● Set task 1:
Summarize the forum thread on baking gift ideas in two sentences.
● Set task 2:
Count the lines of the listing that contain the string "lamp", treating case as significant, and give only the number.

>> START Text segment

# Gift ideas for my wife (who likes to bake)



## Mr_Dove (Dec 20, 2011)

I apologize if this is not the correct place to put this. 

I'm trying to think of a few cooking related gifts for my wife.  In our household I do almost all of the cooking but my wife does all the baking.  She typically makes things like bread, rolls, biscuits, cake, brownies, cinnamon rolls, cookies, etc.   She also decorates cakes although she's out of practice because our family can only eat so much cake.

She likes watching cake boss and most of the baking shows on cable.  I saw recently that there's a Cake Boss cookbook.

She has shown some interest in powdered food coloring for making cake icing.  I would have to do some research on that to make sure I'm getting the correct stuff.

What are some good gift ideas for a baker?


----------



## roadfix (Dec 20, 2011)

Baker's apron?


----------



## Greg Who Cooks (Dec 20, 2011)

When I saw the topic title I already had in mind suggesting a cookbook. I've bought the companion cookbooks for many of my favorite cooking TV shows, although I'm not familiar with the show you mentioned.

Does she have one of those heavy duty mixers with dough attachment and all that? I always envy that whenever I see a cooking show doing baking, since I do all my own mixing using a spoon.

For decoration, how about a decorating set? Like the bag plus an assortment of tips for various shapes and sizes of icing decorations.

Do you have a cooling wire rack? The ones I like fit exactly into a cookie sheet. Visit a restaurant supply store for neat stuff like this.


----------



## CharlieD (Dec 20, 2011)

Mr_Dove said:


> I apologize if this is not the correct place to put this.

>> END Text segment
>> START Dataset records

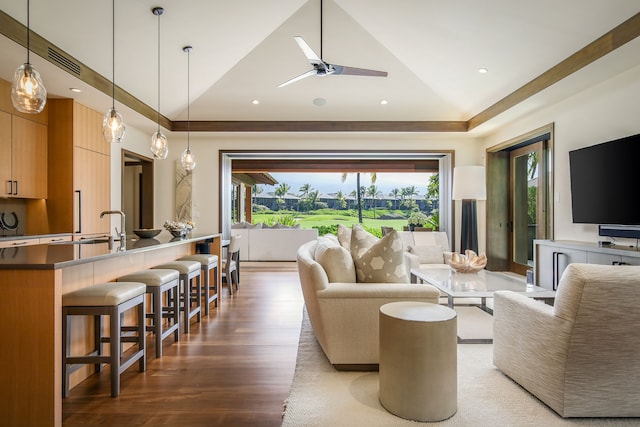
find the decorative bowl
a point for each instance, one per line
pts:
(470, 262)
(178, 233)
(147, 233)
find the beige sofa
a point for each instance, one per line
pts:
(344, 314)
(426, 249)
(580, 356)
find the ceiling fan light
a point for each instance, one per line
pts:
(159, 145)
(188, 160)
(28, 93)
(113, 127)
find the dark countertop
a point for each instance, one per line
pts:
(8, 236)
(64, 254)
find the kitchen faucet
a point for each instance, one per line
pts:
(122, 237)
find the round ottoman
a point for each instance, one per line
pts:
(418, 360)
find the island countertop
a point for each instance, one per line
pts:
(33, 280)
(66, 254)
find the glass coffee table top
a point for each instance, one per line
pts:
(475, 285)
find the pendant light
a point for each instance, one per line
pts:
(28, 93)
(159, 143)
(112, 125)
(188, 159)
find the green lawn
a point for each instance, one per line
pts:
(311, 221)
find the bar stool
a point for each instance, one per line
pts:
(231, 264)
(160, 282)
(104, 299)
(208, 263)
(190, 291)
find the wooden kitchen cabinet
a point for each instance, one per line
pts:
(23, 167)
(79, 170)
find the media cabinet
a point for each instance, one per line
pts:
(551, 257)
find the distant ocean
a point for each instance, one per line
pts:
(332, 182)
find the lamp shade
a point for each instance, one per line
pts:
(469, 182)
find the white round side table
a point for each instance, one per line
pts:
(418, 360)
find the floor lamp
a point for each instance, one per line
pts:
(469, 185)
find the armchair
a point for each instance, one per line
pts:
(581, 355)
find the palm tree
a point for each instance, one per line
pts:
(280, 192)
(395, 193)
(313, 198)
(359, 193)
(305, 190)
(256, 190)
(341, 201)
(373, 192)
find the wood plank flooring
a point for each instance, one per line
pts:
(234, 368)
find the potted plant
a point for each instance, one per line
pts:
(417, 219)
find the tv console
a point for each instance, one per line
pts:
(551, 257)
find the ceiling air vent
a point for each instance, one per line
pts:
(63, 61)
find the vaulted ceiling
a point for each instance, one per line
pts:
(535, 52)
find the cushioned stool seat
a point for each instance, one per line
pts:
(111, 299)
(160, 282)
(208, 263)
(190, 292)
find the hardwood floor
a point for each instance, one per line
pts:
(234, 368)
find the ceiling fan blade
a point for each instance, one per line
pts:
(352, 71)
(308, 52)
(300, 77)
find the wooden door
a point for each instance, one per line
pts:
(92, 193)
(29, 158)
(5, 152)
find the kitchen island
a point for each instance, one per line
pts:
(32, 281)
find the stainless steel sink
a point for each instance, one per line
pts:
(83, 242)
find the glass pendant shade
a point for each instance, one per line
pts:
(159, 145)
(113, 126)
(188, 160)
(28, 93)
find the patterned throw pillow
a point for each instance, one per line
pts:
(335, 260)
(380, 262)
(361, 240)
(344, 236)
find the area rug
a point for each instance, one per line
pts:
(321, 396)
(475, 326)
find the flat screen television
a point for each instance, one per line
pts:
(605, 182)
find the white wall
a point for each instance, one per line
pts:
(604, 112)
(607, 111)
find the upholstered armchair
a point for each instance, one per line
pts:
(580, 356)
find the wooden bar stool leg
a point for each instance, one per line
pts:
(186, 301)
(97, 340)
(156, 309)
(66, 333)
(114, 348)
(142, 362)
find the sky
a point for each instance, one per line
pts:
(332, 182)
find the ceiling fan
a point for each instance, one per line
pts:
(322, 68)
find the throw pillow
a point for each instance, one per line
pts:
(382, 262)
(335, 260)
(361, 240)
(428, 254)
(344, 236)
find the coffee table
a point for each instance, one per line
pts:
(476, 285)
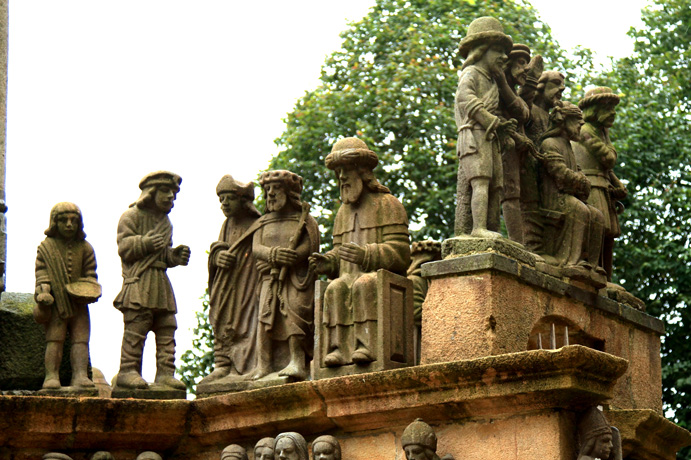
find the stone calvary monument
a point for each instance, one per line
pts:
(525, 347)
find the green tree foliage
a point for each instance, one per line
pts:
(393, 84)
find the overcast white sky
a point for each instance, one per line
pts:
(103, 92)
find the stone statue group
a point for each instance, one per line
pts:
(545, 164)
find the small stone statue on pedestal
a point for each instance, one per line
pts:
(66, 283)
(145, 237)
(234, 452)
(597, 157)
(573, 229)
(420, 443)
(233, 279)
(285, 237)
(326, 448)
(482, 133)
(291, 446)
(370, 233)
(264, 449)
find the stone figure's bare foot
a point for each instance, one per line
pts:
(294, 370)
(334, 359)
(484, 233)
(131, 380)
(362, 356)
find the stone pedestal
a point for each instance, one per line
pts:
(490, 303)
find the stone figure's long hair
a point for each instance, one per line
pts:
(62, 208)
(475, 55)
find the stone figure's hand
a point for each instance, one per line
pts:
(182, 254)
(286, 256)
(45, 298)
(225, 259)
(319, 263)
(353, 253)
(154, 242)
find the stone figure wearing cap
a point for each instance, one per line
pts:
(147, 302)
(420, 443)
(285, 237)
(597, 157)
(482, 131)
(290, 446)
(597, 439)
(233, 277)
(264, 449)
(66, 283)
(234, 452)
(370, 233)
(564, 190)
(326, 448)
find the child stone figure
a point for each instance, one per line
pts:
(66, 283)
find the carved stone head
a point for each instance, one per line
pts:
(264, 449)
(326, 448)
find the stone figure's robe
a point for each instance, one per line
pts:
(233, 302)
(145, 282)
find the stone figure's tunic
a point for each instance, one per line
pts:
(60, 263)
(145, 282)
(233, 302)
(286, 306)
(380, 224)
(479, 153)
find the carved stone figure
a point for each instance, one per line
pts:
(66, 283)
(420, 443)
(421, 252)
(482, 133)
(264, 449)
(233, 278)
(234, 452)
(597, 439)
(291, 446)
(597, 157)
(326, 448)
(576, 241)
(145, 237)
(370, 233)
(285, 237)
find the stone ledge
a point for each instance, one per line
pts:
(475, 263)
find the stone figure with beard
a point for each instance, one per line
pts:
(285, 237)
(482, 132)
(597, 157)
(370, 233)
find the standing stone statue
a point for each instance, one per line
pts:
(482, 133)
(233, 279)
(370, 233)
(291, 446)
(285, 237)
(326, 448)
(597, 157)
(597, 439)
(576, 243)
(421, 252)
(234, 452)
(147, 302)
(66, 283)
(264, 449)
(420, 443)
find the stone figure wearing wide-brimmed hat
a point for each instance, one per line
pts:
(575, 243)
(597, 157)
(233, 278)
(147, 302)
(66, 283)
(482, 132)
(370, 233)
(285, 237)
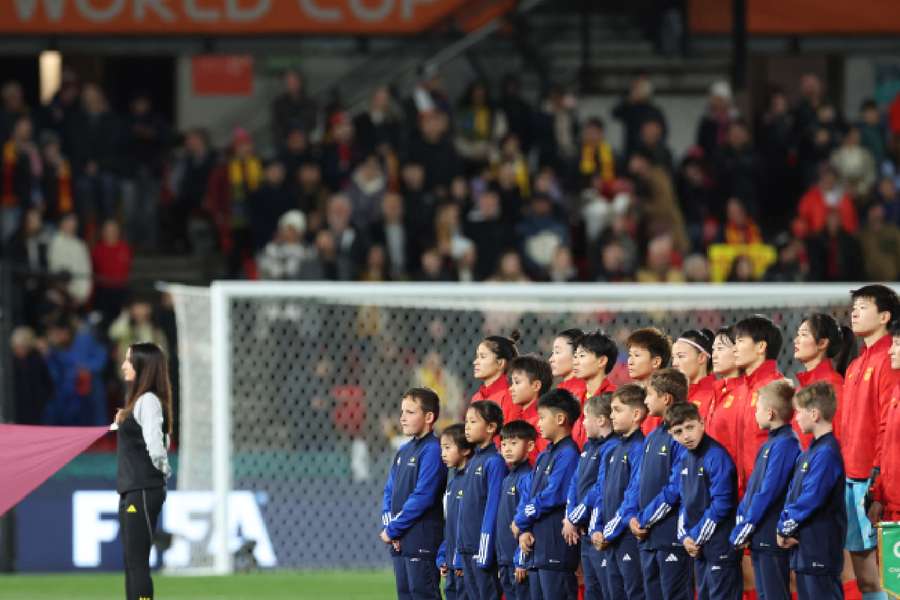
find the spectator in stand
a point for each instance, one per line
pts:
(232, 188)
(190, 183)
(834, 253)
(873, 133)
(392, 232)
(737, 167)
(480, 125)
(635, 111)
(716, 122)
(135, 324)
(660, 265)
(341, 153)
(652, 142)
(596, 159)
(293, 107)
(69, 255)
(740, 228)
(112, 268)
(95, 137)
(519, 113)
(379, 125)
(146, 138)
(14, 108)
(367, 187)
(32, 384)
(56, 178)
(826, 197)
(854, 165)
(432, 147)
(76, 361)
(21, 174)
(268, 203)
(285, 256)
(880, 246)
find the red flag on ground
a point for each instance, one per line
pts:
(29, 455)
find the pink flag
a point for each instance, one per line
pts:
(29, 455)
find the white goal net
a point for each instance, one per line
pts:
(290, 392)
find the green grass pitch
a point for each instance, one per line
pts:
(317, 585)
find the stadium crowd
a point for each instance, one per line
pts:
(489, 186)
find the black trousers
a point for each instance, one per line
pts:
(138, 513)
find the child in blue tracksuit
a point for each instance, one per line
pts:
(538, 522)
(582, 496)
(763, 500)
(412, 511)
(482, 489)
(708, 492)
(455, 452)
(665, 564)
(813, 524)
(517, 439)
(624, 578)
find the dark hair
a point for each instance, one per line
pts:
(670, 381)
(818, 395)
(600, 406)
(561, 401)
(535, 368)
(457, 433)
(780, 395)
(599, 344)
(151, 375)
(703, 338)
(884, 297)
(631, 395)
(760, 328)
(571, 336)
(681, 413)
(489, 411)
(519, 430)
(654, 341)
(841, 341)
(504, 348)
(427, 399)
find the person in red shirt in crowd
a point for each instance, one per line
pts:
(868, 386)
(825, 349)
(823, 198)
(649, 350)
(757, 342)
(562, 359)
(111, 257)
(692, 355)
(886, 489)
(595, 357)
(492, 359)
(530, 378)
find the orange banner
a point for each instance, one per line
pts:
(803, 17)
(226, 17)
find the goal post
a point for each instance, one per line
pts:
(291, 389)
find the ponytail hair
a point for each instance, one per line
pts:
(842, 346)
(505, 348)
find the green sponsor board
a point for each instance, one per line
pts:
(889, 535)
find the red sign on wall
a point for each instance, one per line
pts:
(221, 75)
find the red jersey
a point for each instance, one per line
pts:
(530, 415)
(499, 392)
(887, 486)
(750, 436)
(702, 394)
(578, 432)
(867, 391)
(824, 371)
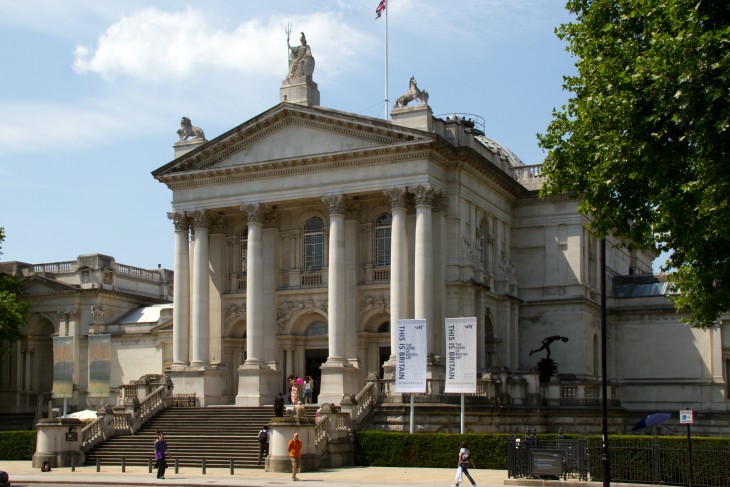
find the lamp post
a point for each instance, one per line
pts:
(605, 459)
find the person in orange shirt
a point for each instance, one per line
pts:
(295, 455)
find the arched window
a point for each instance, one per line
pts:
(243, 250)
(317, 329)
(382, 240)
(313, 245)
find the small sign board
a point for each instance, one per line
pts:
(686, 416)
(545, 462)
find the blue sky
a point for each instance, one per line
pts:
(92, 93)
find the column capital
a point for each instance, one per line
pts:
(424, 195)
(201, 219)
(399, 197)
(336, 203)
(217, 223)
(180, 219)
(255, 212)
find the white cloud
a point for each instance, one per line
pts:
(158, 46)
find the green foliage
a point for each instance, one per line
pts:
(644, 138)
(17, 445)
(13, 309)
(632, 459)
(432, 450)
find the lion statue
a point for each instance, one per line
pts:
(188, 130)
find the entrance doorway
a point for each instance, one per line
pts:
(313, 359)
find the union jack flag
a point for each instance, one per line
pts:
(379, 10)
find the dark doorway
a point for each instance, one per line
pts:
(313, 358)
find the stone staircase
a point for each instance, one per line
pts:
(217, 434)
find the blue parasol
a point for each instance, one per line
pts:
(651, 420)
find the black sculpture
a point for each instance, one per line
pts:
(547, 366)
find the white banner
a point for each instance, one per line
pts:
(461, 355)
(410, 369)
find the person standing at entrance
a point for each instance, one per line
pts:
(308, 384)
(295, 455)
(263, 438)
(279, 406)
(161, 454)
(464, 461)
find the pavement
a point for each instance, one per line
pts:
(22, 473)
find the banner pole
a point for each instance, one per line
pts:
(462, 413)
(412, 414)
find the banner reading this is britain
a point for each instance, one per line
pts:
(461, 355)
(63, 367)
(100, 354)
(410, 366)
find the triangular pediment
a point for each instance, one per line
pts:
(292, 132)
(37, 286)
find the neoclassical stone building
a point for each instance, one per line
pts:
(303, 233)
(79, 300)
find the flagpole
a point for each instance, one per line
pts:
(386, 60)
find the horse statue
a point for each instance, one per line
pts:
(188, 130)
(413, 94)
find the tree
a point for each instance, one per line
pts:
(13, 309)
(643, 140)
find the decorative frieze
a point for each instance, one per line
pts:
(180, 219)
(201, 219)
(398, 197)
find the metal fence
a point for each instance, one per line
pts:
(641, 460)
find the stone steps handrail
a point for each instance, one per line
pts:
(114, 423)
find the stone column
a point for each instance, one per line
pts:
(254, 285)
(423, 269)
(201, 287)
(398, 263)
(181, 292)
(336, 281)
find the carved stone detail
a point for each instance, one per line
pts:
(374, 303)
(201, 219)
(399, 197)
(180, 219)
(336, 203)
(424, 195)
(234, 311)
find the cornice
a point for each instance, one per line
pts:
(299, 165)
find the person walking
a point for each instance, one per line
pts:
(161, 454)
(308, 384)
(295, 455)
(279, 405)
(465, 460)
(264, 436)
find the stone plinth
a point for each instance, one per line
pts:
(300, 90)
(416, 117)
(282, 430)
(58, 442)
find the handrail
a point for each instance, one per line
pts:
(123, 422)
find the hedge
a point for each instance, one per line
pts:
(436, 450)
(17, 445)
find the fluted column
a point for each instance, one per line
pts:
(336, 279)
(254, 284)
(201, 286)
(181, 291)
(398, 262)
(423, 270)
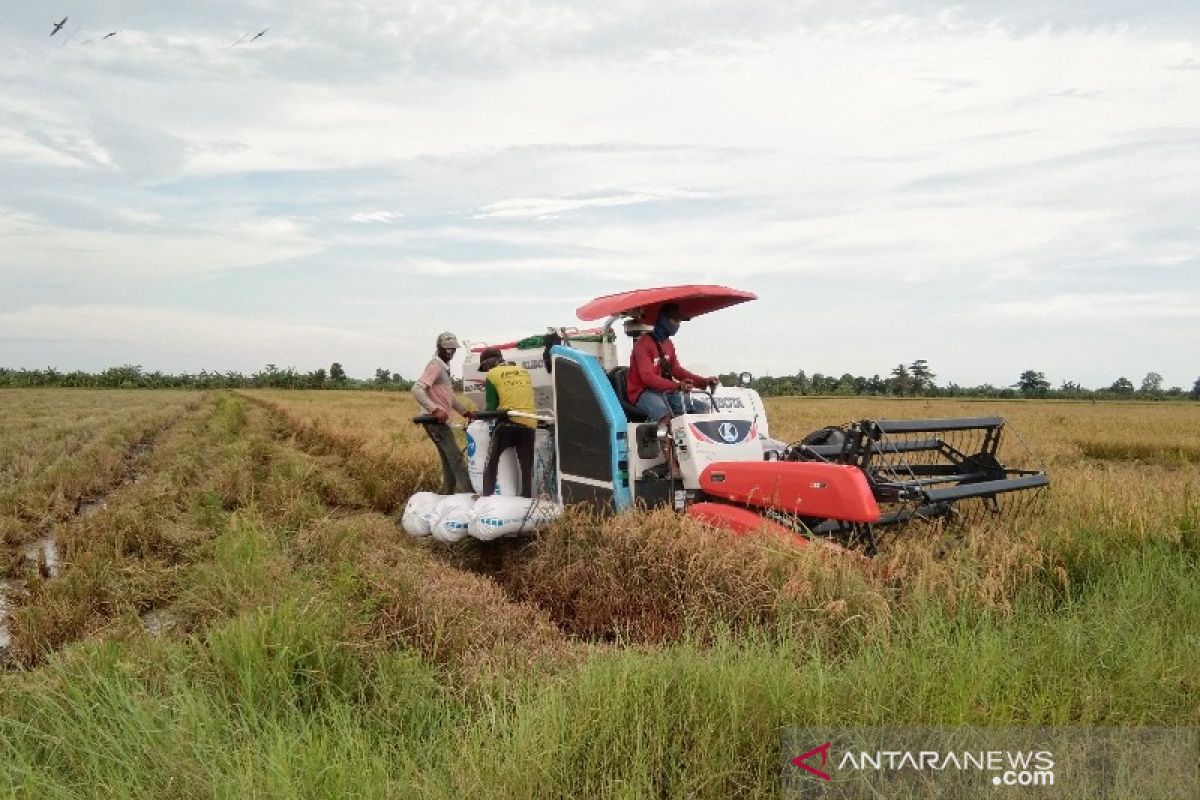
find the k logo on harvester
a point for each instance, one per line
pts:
(725, 432)
(799, 761)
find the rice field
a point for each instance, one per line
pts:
(232, 609)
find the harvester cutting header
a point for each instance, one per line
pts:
(709, 453)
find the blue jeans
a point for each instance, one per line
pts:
(657, 404)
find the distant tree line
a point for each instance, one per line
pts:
(270, 377)
(918, 380)
(905, 380)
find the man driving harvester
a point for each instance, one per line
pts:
(435, 391)
(509, 386)
(657, 379)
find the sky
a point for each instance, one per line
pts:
(991, 186)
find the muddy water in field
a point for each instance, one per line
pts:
(42, 555)
(6, 587)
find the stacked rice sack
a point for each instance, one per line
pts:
(449, 518)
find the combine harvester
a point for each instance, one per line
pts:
(844, 483)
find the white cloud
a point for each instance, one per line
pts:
(552, 208)
(1105, 307)
(366, 217)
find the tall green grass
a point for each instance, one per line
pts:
(289, 701)
(319, 654)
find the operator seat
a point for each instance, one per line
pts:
(618, 377)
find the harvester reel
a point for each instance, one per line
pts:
(946, 470)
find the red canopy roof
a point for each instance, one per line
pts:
(693, 300)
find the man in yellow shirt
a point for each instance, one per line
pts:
(508, 386)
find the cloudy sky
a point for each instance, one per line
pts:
(991, 186)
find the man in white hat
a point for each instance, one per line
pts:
(435, 391)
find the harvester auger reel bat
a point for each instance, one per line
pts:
(846, 483)
(927, 469)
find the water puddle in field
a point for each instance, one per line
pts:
(5, 588)
(41, 555)
(157, 621)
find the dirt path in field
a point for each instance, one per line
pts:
(41, 554)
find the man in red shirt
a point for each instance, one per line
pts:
(655, 377)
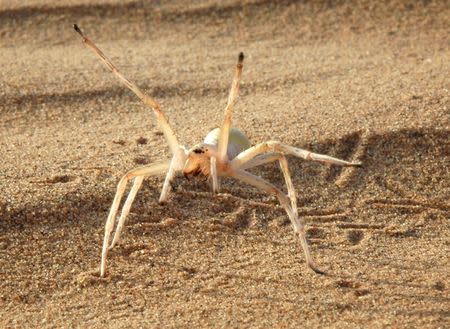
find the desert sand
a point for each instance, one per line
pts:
(358, 80)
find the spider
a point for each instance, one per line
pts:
(225, 152)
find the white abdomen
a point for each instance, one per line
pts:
(237, 141)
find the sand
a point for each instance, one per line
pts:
(358, 80)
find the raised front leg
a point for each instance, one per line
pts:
(234, 92)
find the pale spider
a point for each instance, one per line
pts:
(224, 152)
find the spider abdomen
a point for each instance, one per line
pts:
(237, 141)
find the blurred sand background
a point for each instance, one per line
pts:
(359, 80)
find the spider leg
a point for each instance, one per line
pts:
(162, 121)
(234, 92)
(299, 228)
(271, 157)
(137, 182)
(213, 174)
(273, 146)
(138, 172)
(175, 165)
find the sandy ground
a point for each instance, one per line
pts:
(362, 81)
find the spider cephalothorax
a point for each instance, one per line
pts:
(199, 160)
(224, 152)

>> END Dataset records

● Complete answer 1:
Mr_Dove asks for gift ideas for his wife, who does the household baking, decorates cakes, watches baking shows, and has shown interest in powdered food coloring for icing. Replies suggest a baker's apron, a companion cookbook, a heavy-duty mixer with a dough attachment, a decorating set with a bag and assorted tips, and a cooling wire rack from a restaurant supply store.

● Complete answer 2:
3